— Start —

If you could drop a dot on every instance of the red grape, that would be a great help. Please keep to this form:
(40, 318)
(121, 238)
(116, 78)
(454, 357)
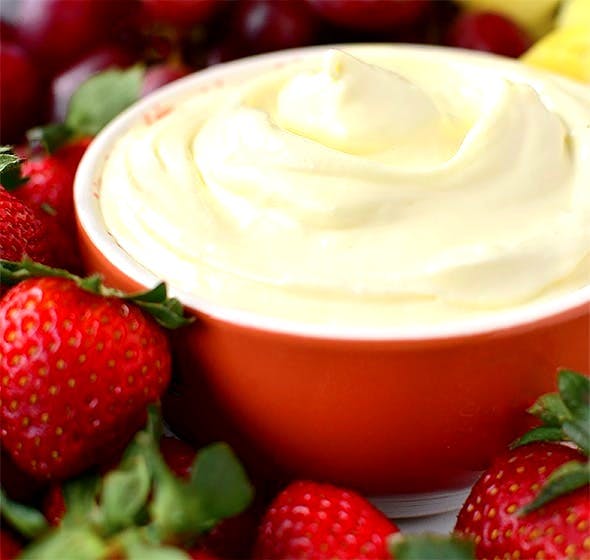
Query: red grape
(178, 13)
(370, 15)
(490, 32)
(57, 32)
(66, 83)
(224, 51)
(7, 31)
(160, 74)
(267, 25)
(19, 92)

— End —

Work to do => Could you copy every line of the records above word for word, leaving out the pictures?

Correct output =>
If you could drop a dot on every instance of the red grape, that would be a great help. Please keep to this form:
(40, 318)
(121, 238)
(116, 78)
(454, 357)
Query: red grape
(178, 13)
(370, 15)
(490, 32)
(57, 32)
(66, 83)
(224, 51)
(7, 31)
(160, 74)
(267, 25)
(19, 92)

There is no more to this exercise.